* **Task brief**
How many lines of the listing below contain the word "canola"? Reply with that number alone.

* **Study material**
>>>>>

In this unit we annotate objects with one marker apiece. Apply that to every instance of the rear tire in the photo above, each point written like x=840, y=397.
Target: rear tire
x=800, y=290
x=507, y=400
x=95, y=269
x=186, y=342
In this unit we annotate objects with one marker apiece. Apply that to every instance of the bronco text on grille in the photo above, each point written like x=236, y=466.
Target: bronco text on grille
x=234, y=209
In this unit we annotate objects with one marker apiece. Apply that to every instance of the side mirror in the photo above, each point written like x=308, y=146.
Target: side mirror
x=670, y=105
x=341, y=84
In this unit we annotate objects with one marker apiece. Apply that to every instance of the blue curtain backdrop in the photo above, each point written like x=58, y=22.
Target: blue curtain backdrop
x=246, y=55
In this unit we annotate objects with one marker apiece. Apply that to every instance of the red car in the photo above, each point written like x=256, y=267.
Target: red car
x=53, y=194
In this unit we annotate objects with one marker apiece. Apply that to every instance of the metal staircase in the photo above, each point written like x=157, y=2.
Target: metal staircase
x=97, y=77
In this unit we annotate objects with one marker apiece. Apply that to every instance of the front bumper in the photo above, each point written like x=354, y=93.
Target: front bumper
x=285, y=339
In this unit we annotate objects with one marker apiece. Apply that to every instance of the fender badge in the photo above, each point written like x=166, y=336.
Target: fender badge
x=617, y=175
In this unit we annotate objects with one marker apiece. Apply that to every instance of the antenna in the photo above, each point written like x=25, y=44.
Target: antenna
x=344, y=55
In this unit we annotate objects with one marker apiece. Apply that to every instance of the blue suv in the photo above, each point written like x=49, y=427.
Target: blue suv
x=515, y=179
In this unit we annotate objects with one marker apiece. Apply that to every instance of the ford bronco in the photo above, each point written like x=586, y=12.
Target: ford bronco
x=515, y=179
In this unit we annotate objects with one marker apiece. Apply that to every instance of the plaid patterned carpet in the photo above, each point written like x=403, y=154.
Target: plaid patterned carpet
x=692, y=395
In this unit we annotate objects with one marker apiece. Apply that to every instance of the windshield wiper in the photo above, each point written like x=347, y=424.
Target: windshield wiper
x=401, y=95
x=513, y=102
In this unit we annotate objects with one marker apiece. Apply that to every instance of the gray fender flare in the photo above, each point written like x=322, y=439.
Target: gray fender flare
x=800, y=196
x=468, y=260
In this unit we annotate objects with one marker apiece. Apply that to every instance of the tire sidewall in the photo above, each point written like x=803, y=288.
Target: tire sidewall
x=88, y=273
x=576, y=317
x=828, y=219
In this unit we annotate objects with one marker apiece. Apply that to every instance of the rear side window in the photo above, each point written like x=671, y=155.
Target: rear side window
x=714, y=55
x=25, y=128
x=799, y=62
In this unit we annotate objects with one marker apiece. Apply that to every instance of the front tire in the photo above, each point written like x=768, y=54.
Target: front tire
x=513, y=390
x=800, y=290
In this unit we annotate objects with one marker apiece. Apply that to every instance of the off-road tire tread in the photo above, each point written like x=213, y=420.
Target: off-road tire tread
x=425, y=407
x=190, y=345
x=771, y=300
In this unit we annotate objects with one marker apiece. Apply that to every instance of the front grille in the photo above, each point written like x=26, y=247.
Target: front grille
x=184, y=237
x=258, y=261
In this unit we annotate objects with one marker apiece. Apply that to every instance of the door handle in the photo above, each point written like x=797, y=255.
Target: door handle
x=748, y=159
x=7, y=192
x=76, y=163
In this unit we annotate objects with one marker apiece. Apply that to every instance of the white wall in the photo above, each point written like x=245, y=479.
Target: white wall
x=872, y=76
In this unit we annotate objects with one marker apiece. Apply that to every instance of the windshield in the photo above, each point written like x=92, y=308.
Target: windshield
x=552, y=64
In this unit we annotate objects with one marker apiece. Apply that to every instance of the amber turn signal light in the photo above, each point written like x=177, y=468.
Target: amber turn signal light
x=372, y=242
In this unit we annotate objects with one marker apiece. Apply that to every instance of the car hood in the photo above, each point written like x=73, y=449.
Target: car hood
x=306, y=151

<<<<<
>>>>>

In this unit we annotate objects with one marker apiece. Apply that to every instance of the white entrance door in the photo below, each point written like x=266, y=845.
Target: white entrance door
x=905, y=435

<<<<<
>>>>>

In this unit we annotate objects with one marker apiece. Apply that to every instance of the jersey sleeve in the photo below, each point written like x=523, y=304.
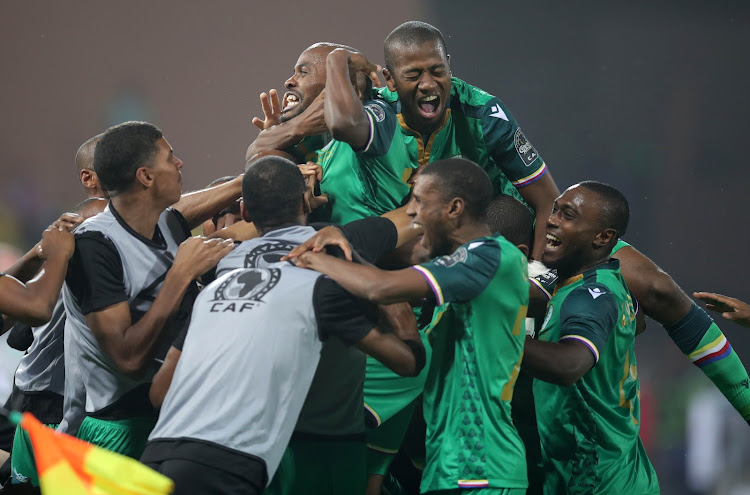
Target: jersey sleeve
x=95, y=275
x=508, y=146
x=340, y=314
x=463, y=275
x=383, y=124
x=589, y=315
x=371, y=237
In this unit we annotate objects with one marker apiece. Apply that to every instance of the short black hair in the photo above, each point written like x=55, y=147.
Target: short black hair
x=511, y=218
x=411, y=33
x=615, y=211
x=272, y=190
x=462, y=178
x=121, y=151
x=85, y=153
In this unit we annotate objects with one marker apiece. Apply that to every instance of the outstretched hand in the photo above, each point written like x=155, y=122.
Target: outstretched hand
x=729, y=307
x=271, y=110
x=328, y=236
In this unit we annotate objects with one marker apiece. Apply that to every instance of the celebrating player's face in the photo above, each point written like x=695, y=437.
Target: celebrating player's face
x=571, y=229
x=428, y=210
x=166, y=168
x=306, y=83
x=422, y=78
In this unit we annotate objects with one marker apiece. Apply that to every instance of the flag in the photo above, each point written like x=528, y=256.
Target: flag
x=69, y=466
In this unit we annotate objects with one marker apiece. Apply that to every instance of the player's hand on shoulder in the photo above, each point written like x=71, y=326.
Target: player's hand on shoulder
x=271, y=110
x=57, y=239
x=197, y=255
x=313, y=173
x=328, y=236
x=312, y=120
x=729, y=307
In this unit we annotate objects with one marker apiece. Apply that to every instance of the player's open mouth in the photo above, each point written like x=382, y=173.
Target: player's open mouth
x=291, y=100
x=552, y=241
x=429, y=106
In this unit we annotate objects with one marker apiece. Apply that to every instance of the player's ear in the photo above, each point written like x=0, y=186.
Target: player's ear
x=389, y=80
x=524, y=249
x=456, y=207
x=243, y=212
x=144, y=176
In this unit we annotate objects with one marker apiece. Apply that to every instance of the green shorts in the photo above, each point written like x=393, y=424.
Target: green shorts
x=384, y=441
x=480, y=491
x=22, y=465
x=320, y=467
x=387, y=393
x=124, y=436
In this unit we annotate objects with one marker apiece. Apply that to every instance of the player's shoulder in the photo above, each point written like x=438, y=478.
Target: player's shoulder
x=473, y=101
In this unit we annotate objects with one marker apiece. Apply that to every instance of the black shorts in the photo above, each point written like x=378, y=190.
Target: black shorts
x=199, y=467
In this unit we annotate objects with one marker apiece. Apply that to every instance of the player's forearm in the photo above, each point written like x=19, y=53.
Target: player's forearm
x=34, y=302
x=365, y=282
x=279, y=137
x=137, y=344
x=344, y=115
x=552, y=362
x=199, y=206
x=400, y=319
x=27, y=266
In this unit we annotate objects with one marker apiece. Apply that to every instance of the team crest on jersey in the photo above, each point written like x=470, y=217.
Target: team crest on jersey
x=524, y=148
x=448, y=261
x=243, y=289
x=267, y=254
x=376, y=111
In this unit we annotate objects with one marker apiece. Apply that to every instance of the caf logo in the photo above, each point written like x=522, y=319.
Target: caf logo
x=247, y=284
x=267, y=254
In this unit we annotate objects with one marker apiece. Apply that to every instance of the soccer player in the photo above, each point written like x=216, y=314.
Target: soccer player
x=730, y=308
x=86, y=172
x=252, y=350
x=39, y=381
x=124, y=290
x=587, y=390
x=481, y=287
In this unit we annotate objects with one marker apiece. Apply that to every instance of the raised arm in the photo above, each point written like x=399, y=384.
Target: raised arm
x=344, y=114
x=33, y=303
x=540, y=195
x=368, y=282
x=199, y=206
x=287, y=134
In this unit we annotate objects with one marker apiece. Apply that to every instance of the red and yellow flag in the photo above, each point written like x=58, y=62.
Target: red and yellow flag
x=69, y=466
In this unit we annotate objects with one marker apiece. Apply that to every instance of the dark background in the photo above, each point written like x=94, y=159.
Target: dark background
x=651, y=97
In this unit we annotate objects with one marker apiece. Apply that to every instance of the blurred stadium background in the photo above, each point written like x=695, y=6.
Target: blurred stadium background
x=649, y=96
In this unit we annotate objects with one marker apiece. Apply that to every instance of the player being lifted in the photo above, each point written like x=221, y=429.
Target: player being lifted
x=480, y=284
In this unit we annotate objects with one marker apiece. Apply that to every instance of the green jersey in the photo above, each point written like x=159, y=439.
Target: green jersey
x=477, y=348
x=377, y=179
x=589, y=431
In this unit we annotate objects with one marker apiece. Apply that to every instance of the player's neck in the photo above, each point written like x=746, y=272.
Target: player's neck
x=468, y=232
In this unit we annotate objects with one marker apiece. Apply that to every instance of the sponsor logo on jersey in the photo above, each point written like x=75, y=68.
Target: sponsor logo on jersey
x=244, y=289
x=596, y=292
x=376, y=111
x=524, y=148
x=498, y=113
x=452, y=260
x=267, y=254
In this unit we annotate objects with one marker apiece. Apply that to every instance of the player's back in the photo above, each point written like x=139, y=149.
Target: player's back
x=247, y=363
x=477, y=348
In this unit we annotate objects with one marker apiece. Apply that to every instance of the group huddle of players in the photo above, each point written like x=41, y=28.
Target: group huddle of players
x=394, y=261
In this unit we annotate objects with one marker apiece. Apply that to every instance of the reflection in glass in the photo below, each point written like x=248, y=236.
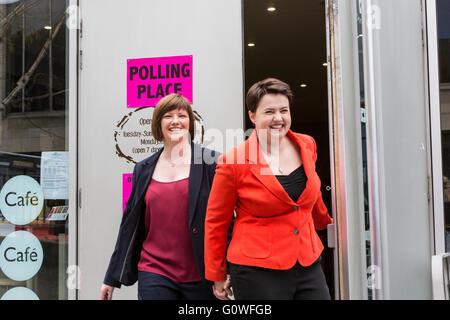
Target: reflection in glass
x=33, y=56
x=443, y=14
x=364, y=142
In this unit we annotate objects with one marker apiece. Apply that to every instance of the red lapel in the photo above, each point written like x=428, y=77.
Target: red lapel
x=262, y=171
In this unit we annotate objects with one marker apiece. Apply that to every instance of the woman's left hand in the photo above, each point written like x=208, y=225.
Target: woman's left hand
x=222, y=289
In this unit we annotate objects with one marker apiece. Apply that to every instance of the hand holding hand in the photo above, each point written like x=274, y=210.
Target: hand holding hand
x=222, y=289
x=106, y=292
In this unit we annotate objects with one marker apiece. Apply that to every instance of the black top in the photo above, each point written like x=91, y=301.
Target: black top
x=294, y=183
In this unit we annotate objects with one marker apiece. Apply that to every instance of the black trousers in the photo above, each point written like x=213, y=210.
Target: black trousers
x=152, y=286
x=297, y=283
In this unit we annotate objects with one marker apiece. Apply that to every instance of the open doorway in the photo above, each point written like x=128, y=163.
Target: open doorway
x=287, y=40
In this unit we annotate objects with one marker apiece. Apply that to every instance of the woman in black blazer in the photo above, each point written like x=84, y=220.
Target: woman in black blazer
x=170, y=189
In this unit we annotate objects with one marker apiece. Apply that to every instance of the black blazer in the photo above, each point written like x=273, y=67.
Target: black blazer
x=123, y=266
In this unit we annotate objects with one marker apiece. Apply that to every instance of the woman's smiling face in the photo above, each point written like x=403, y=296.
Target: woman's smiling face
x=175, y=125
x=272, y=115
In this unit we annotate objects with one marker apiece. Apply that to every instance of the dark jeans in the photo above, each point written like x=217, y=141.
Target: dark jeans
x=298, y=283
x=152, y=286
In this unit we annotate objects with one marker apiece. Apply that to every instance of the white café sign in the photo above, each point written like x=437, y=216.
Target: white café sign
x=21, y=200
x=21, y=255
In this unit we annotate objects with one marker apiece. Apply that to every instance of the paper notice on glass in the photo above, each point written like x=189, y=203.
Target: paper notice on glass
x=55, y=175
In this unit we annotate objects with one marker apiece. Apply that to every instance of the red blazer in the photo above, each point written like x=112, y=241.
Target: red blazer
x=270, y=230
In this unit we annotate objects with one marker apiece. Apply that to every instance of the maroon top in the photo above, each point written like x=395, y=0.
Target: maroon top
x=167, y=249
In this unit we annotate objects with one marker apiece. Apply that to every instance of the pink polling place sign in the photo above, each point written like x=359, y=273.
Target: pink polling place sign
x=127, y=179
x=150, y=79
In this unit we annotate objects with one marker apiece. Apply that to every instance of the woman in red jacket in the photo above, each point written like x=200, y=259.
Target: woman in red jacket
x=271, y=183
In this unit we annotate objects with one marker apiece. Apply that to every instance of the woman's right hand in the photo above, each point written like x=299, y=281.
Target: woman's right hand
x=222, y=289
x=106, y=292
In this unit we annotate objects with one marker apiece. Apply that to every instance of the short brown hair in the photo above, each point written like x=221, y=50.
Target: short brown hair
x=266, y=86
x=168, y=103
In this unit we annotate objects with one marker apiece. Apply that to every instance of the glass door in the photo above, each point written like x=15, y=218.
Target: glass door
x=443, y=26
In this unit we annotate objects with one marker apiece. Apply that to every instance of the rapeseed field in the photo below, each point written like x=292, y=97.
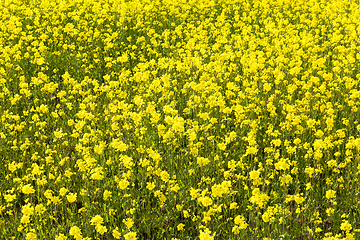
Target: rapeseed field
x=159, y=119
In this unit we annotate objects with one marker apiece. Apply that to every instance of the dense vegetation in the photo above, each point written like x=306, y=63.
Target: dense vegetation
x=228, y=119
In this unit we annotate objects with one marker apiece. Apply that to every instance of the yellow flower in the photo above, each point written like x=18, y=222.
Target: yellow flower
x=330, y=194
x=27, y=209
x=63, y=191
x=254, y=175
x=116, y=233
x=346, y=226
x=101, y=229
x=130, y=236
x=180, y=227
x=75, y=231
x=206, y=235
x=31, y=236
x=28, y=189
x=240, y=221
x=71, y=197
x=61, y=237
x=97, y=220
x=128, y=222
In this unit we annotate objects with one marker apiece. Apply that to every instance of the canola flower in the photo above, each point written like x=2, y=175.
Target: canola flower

<<<<<

* **Solution to the exercise**
2